*Request*
Give the records back in full, exactly as they read.
▶
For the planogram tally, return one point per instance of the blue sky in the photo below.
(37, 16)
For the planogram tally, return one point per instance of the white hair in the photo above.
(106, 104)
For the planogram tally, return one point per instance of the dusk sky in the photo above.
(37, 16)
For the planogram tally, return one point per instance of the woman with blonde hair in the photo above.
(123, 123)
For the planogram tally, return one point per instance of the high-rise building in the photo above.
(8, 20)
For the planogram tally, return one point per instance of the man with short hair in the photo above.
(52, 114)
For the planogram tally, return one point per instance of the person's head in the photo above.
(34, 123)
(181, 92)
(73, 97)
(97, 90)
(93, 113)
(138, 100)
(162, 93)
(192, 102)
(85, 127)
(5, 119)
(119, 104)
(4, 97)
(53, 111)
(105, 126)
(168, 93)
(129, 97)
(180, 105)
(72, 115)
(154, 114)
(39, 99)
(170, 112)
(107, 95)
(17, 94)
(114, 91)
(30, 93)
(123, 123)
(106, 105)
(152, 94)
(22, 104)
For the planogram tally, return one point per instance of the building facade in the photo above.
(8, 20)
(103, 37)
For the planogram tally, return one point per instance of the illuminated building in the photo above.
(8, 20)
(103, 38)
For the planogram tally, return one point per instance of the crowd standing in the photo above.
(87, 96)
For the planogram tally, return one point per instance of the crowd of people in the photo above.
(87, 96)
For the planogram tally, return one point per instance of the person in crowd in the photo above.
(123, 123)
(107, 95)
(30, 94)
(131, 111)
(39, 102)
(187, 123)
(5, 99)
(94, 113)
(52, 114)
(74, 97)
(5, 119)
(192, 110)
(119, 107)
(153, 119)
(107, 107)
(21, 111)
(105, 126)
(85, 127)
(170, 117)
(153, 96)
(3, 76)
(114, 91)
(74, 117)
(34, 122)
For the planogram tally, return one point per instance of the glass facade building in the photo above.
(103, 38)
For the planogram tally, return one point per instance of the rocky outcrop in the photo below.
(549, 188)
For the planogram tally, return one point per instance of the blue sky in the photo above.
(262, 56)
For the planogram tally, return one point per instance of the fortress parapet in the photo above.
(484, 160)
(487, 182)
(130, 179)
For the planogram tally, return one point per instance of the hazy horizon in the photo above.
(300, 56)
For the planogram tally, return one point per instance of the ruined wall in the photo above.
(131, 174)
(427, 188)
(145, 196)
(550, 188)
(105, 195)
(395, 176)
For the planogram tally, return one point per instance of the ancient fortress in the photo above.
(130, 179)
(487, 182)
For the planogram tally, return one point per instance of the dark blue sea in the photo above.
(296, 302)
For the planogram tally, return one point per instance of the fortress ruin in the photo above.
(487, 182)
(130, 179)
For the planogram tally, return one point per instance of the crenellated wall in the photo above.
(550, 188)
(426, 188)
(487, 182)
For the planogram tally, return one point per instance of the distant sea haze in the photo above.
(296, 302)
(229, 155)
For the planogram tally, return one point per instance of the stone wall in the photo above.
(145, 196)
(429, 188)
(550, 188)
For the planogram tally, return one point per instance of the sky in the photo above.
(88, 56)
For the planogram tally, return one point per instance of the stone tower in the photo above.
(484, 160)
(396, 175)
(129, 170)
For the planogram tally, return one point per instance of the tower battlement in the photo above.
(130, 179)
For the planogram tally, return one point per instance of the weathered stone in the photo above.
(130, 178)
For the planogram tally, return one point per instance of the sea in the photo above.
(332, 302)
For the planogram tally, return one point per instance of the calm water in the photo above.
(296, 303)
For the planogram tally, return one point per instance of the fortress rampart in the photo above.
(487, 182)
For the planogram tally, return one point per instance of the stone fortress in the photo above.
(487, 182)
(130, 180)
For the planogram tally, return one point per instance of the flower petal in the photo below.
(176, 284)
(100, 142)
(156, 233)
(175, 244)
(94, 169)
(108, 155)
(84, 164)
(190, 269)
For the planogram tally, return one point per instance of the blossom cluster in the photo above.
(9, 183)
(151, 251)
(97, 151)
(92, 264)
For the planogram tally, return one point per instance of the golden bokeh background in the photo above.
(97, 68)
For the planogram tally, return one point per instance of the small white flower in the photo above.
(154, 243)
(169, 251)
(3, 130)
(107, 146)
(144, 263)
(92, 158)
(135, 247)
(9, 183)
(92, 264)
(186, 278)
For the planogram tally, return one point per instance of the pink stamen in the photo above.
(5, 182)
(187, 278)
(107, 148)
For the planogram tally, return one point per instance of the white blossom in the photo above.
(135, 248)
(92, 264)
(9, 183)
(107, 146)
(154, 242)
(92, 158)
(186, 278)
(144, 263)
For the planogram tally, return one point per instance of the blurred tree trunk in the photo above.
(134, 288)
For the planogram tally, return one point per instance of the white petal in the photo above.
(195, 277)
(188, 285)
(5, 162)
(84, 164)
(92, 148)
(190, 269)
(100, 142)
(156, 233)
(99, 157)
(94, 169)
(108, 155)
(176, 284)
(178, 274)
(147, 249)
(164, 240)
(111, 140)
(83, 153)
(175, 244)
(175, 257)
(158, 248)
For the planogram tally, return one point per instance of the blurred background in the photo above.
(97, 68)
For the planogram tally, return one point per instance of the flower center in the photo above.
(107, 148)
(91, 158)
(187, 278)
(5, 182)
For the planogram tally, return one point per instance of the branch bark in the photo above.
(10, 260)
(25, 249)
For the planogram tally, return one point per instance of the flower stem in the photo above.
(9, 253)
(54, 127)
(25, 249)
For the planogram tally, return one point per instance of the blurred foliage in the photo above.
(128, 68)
◀
*Result*
For the planogram tally, return one point per instance of the blue sky in the photo below.
(37, 16)
For the planogram tally, return one point per instance of the white hair in the photo above.
(106, 104)
For the planogram tally, return one point per instance of the dusk sky in the photo above.
(37, 16)
For the planogram tally, return one point per instance of the woman with blonde hair in the photo above.
(123, 123)
For the planogram tally, return one point per instance of the high-rise building in the photo above.
(8, 20)
For the planogram tally, return one point per instance of the man with short hair in the photo above.
(52, 114)
For the planogram tally, return one point per instance of the person's head in the photo above.
(34, 123)
(181, 92)
(73, 97)
(97, 90)
(93, 113)
(138, 100)
(162, 93)
(192, 102)
(85, 127)
(5, 119)
(119, 104)
(4, 97)
(53, 111)
(105, 126)
(168, 93)
(129, 97)
(180, 105)
(72, 115)
(154, 114)
(39, 99)
(170, 112)
(107, 95)
(17, 94)
(114, 91)
(30, 93)
(123, 123)
(106, 105)
(152, 94)
(22, 104)
For the planogram tally, return one point per instance of the building facade in the photo above.
(8, 20)
(103, 37)
For the planogram tally, return one point per instance of the illuminated building in the photo above.
(8, 20)
(103, 38)
For the planogram tally, return one point per instance of the crowd standing in the photo above.
(87, 96)
For the planogram tally, return one point per instance of the crowd of people in the photo above.
(87, 96)
For the planogram tally, return one point per instance of the person in crowd in the photo above.
(123, 123)
(107, 95)
(30, 94)
(131, 111)
(39, 102)
(187, 123)
(5, 99)
(94, 113)
(52, 114)
(74, 97)
(5, 119)
(192, 110)
(119, 107)
(153, 119)
(107, 107)
(21, 111)
(105, 126)
(85, 127)
(170, 117)
(153, 96)
(3, 76)
(114, 91)
(74, 117)
(34, 122)
For the planogram tally, return one point per instance of the glass facade building in the photo above.
(103, 38)
For the planogram tally, return one point per instance of the rocky outcrop in the photo below.
(549, 188)
For the planogram tally, return one point per instance of the blue sky in the photo above.
(262, 56)
For the planogram tally, return one point per instance of the fortress parapet in the photo above.
(484, 160)
(487, 182)
(130, 179)
For the planogram tally, return one point per instance of the hazy horizon in the photo above.
(300, 56)
For the planogram tally, return one point per instance of the ruined wall in the photo above.
(131, 174)
(427, 188)
(145, 196)
(550, 188)
(105, 195)
(395, 176)
For the planogram tally, return one point per instance of the ancient fortress in the photo above.
(130, 179)
(487, 182)
For the planogram tally, return one point per instance of the dark blue sea in the photo above.
(296, 302)
For the planogram tally, return one point per instance of the fortress ruin in the photo above.
(487, 182)
(130, 179)
For the planogram tally, return one point per instance of the crenellated wall in the photo above.
(550, 188)
(426, 188)
(487, 182)
For the planogram tally, return one point per instance of the distant sea haze in the photo above.
(296, 302)
(229, 155)
For the planogram tally, return one point per instance of the stone wall in the photo above.
(145, 196)
(429, 188)
(550, 188)
For the planogram tally, return one point per instance of the sky in the photo above.
(88, 56)
For the planogram tally, return one point per instance of the stone tower in the photo above.
(484, 160)
(396, 175)
(129, 170)
For the planogram tally, return one point per instance of the tower battlement in the photo above.
(130, 179)
For the planogram tally, return one point per instance of the weathered stone in the photo above.
(130, 178)
For the planogram tally, return one point per instance of the sea in the photo above.
(332, 302)
For the planogram tally, return one point per instance of the calm water in the photo above.
(296, 303)
For the planogram tally, return one point per instance of the fortress rampart in the photo above.
(487, 182)
For the planogram tally, return one point per instance of the stone fortress in the photo above.
(487, 182)
(130, 180)
For the planogram tally, return one point per instance of the flower petal in the photo below.
(176, 284)
(100, 142)
(156, 233)
(175, 244)
(94, 169)
(108, 155)
(84, 164)
(190, 269)
For the planogram tally, return one point per instance of the blossom cluster in the photo above.
(9, 183)
(151, 251)
(97, 151)
(92, 264)
For the planogram tally, return one point per instance of the golden bokeh background in the photo above.
(97, 68)
For the planogram tally, return one point per instance of the small white flower in the photo above.
(154, 243)
(169, 251)
(3, 130)
(107, 146)
(144, 263)
(92, 158)
(135, 247)
(9, 183)
(92, 264)
(186, 278)
For the planogram tally, return one point per instance of the pink stamen in the photo above.
(5, 182)
(187, 278)
(107, 148)
For the planogram tally, return one point per instance of the white blossom in the photo above.
(135, 248)
(92, 264)
(9, 183)
(107, 146)
(154, 242)
(92, 158)
(186, 278)
(144, 263)
For the planogram tally, return one point per instance of the blurred tree trunk in the photo above.
(134, 288)
For the planogram tally, return one point per instance of the white petal in the photo above.
(195, 277)
(188, 285)
(5, 162)
(84, 164)
(92, 148)
(190, 269)
(100, 142)
(156, 233)
(99, 157)
(94, 169)
(108, 155)
(176, 284)
(178, 274)
(147, 249)
(164, 240)
(111, 140)
(83, 153)
(175, 244)
(175, 257)
(158, 248)
For the planogram tally, return one point per instance of the blurred background in the photo above.
(97, 68)
For the planogram tally, return one point per instance of the flower center in the photo above.
(107, 148)
(91, 158)
(187, 278)
(5, 182)
For the planogram tally, return one point per instance of the branch bark in the photo above.
(10, 260)
(25, 249)
For the planogram tally, return one point per instance of the flower stem in the photo above.
(9, 253)
(54, 127)
(25, 249)
For the planogram tally, return one point per instance of the blurred foliage in the photo above.
(128, 68)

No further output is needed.